Segment Start: Selected excerpt

It's no secret that Adam Lambert was the ONE person I wanted to interview this year at EQ and I was very lucky enough to get ten minutes with the glam pop rock superstar to talk about all sorts of things that is going on is his big world – from his recent encounter with Boy George in London, to working with Sam Sparro, to his current hit single "Whatya Want From Me" to his thoughts on being out in the music business.  I hope you enjoy this interview with Adam Lambert and you can bet that you'll see me at his UK shows this weekend as the UK finally gets a taste for Glambert live.  Enjoy.

Hey Adam, nice to finally speak with you – you must be having the same issue I am in getting back to London this weekend for your shows!
Yeah – the damn volcano [laughs] It's craziness!  I'm leaving Wednesday for the UK now. Yeah I can't wait, it's gonna be really fun!

The last time you were in London, I briefly met you at Boy George's single launch party and the next day the UK headlines were ablaze with "Boy George proclaims his love for Adam Lambert" – thoughts on that?
[Laughs] He was just being nice!  I love the sensationalism of the media!  Really it's starting to become very funny. He was just being friendly and we got a kick out of each other and he was very sweet and it was really great to meet him.

I know Boy George is one of your personal idols – what was it like to meet him?
He was just so down to earth. I was really just delighted to see how normal he was. He was just having a good time, doing his thing and still kickin – I love that!  He knows who he is and is playing dress-up and I definitely identify with that.

I have to tell you Adam, some of your fans are really resourceful…
I know – tell me about it!

Before I even knew I was doing this chat with you, they were telling me all about it.  What has been the most outrageous thing a fan has done…
You know – I get some interesting gifts [laughs] – I got a dildo thrown on me on the summer tour last year after American Idol. I'm like "What the fuck are you doing?" [laughs] I was totally delighted and hysterical at the same time – all while I'm trying to sing!

Hilarious – "For Your Entertainment" is one of my favorite albums at the moment, mostly because of it's diversity in genres.  Were you worried that because the album is so diverse, that maybe people wouldn't get it?
Thanks!  No I wasn't worried. There really isn't room for worry in the whole process.  For me, I wanted it to be diverse because that's who I am as an artist and that's who I am as a listener – I don't like listening to one style of music, I like to listen to everything.  I don't see what's wrong with making an album that's colouful and that goes in a bunch of different directions. I don't see why that's a bad thing.  I think it's great – it gives the listener more of a journey and allows me as a performer to go on that journey and take my show in different directions – it doesn't get stagnant and doesn't sound the same the whole time…


I love the recent "Voodoo" collaboration you did with Sam Sparro – can you tell me how that came about?

Segment End: Selected excerpt
Segment Start: Material to process

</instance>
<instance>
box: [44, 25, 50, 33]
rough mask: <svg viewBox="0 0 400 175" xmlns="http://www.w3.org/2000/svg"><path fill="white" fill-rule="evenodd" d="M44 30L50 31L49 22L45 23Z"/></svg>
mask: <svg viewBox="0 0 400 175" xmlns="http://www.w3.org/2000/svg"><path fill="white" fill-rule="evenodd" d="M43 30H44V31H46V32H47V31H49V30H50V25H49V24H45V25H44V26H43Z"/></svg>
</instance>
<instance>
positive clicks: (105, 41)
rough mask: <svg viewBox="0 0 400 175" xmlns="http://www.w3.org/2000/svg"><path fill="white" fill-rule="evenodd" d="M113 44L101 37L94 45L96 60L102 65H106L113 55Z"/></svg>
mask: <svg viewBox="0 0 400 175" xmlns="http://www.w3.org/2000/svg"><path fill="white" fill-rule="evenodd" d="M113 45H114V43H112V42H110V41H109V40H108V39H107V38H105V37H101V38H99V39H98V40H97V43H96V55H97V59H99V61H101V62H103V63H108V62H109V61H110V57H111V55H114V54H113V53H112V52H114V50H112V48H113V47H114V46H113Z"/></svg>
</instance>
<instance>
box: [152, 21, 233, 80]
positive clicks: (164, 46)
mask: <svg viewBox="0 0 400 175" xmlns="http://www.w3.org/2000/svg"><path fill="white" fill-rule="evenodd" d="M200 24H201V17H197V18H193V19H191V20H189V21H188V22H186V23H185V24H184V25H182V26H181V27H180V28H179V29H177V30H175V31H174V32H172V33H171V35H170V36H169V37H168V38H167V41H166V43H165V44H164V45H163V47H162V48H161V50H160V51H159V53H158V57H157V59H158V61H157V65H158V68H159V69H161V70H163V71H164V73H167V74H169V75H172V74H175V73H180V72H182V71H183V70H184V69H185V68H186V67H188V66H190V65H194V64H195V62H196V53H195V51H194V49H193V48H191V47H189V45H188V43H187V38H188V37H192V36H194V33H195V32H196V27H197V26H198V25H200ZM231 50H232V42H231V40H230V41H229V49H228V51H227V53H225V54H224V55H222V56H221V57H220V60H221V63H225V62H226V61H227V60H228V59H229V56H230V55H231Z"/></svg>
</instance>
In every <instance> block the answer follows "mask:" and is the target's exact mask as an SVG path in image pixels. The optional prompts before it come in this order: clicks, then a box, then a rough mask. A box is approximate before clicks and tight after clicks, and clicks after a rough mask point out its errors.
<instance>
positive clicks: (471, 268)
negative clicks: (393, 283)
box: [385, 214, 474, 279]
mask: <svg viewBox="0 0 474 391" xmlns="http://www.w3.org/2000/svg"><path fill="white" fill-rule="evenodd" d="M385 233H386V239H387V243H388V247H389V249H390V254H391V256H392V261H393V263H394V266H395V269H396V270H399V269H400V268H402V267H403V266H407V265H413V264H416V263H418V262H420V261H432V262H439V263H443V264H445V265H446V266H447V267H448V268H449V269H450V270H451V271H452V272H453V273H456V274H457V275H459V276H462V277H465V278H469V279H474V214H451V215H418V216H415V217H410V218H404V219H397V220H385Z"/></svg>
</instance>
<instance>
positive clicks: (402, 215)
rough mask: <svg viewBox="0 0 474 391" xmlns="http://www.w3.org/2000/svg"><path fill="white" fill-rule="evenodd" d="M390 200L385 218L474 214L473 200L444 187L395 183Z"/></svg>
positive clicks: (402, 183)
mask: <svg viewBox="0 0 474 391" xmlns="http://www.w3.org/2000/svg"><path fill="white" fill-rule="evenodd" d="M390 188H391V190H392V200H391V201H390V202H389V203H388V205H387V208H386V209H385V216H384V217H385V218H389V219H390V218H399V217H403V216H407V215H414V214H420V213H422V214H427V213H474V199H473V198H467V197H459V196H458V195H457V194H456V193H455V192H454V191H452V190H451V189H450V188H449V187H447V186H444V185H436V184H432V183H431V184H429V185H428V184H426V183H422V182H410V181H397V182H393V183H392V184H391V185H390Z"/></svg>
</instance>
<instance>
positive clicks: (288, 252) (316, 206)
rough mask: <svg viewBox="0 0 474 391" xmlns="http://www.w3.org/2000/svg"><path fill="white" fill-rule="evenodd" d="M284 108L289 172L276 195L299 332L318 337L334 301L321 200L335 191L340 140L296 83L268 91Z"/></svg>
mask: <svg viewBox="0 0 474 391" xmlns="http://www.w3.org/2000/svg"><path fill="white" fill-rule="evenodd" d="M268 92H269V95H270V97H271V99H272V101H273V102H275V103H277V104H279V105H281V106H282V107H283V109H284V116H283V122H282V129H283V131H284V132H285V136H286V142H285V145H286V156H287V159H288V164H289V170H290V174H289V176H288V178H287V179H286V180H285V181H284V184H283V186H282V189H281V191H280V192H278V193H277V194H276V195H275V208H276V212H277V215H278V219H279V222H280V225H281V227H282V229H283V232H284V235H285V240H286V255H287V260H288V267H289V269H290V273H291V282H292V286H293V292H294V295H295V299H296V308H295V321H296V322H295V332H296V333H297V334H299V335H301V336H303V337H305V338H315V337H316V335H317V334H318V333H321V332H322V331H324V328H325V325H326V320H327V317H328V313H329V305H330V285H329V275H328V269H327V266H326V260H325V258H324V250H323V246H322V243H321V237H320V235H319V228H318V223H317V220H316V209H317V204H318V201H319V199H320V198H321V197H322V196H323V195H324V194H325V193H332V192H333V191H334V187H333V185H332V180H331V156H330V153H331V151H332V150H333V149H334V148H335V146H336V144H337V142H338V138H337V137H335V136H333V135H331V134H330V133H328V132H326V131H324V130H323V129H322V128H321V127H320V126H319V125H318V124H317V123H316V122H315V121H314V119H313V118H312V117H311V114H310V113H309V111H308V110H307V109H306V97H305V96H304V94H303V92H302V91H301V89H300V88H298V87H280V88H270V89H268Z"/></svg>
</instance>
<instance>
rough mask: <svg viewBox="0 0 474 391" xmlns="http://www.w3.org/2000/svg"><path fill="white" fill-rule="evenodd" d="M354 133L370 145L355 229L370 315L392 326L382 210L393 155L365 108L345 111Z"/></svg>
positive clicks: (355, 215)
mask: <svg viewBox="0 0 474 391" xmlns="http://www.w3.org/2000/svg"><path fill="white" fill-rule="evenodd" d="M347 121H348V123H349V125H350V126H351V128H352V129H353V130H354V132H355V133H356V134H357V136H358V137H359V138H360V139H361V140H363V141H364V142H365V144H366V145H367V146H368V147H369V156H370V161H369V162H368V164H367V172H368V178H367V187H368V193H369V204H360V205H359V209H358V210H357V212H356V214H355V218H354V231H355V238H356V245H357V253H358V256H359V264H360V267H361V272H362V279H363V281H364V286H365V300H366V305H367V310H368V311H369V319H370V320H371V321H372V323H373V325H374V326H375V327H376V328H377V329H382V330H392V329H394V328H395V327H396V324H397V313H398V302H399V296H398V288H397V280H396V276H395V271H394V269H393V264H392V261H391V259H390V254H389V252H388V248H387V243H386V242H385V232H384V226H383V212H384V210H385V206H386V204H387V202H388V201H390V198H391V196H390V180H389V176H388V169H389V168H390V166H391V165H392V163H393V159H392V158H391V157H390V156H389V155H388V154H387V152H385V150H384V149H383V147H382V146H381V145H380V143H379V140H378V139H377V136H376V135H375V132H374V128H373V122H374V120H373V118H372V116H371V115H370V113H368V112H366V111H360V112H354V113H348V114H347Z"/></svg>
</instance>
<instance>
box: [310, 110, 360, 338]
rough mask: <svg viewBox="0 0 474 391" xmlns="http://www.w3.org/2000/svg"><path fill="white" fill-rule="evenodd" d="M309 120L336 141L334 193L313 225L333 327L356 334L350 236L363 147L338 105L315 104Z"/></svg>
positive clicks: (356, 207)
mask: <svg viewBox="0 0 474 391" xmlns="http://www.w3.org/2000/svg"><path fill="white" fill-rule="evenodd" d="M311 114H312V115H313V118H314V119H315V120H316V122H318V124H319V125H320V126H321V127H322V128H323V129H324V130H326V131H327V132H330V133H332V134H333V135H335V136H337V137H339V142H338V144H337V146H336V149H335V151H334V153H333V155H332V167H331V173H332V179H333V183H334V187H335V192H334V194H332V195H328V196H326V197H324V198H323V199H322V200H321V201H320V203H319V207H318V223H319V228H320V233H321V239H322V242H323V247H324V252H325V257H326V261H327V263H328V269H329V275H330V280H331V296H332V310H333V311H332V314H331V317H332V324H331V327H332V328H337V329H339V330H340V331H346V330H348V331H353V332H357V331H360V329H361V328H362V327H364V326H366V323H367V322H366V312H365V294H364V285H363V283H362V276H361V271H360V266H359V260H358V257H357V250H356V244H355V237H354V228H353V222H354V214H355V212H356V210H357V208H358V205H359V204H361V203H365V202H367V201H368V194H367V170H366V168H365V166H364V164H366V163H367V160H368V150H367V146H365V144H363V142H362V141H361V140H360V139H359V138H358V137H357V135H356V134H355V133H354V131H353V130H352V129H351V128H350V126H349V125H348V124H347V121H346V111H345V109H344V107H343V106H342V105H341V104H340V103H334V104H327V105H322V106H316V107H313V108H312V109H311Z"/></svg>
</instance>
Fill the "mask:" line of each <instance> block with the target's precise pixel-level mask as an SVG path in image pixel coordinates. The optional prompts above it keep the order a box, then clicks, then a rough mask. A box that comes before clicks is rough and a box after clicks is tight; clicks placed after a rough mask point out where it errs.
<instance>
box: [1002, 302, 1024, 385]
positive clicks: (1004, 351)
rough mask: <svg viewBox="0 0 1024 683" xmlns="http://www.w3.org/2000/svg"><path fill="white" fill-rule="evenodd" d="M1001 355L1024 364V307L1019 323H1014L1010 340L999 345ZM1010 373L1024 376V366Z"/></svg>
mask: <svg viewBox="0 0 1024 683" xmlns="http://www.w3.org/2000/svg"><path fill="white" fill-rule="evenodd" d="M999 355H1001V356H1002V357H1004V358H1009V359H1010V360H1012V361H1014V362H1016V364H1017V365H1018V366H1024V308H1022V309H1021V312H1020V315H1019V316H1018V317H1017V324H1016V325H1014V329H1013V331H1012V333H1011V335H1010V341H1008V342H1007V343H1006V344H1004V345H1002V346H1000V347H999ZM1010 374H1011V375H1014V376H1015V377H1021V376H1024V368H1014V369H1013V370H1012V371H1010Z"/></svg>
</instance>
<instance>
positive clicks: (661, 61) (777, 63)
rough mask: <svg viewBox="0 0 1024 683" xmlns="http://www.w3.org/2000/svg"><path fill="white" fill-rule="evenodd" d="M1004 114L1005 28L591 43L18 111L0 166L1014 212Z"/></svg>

Segment End: Material to process

Exercise tasks:
1. Answer these from the Adam Lambert interview:
(a) On what day does Adam say he is leaving for the UK?
(b) Which album does the interviewer call one of their favorites at the moment?
(c) Who worked with Adam on the "Voodoo" collaboration?
2. Count the lines in the records that contain the string "positive". Give only the number.
The interview and the records are separate material with no link between them.

Task-by-task solutions:
1.
(a) Wednesday
(b) "For Your Entertainment"
(c) Sam Sparro

2. 10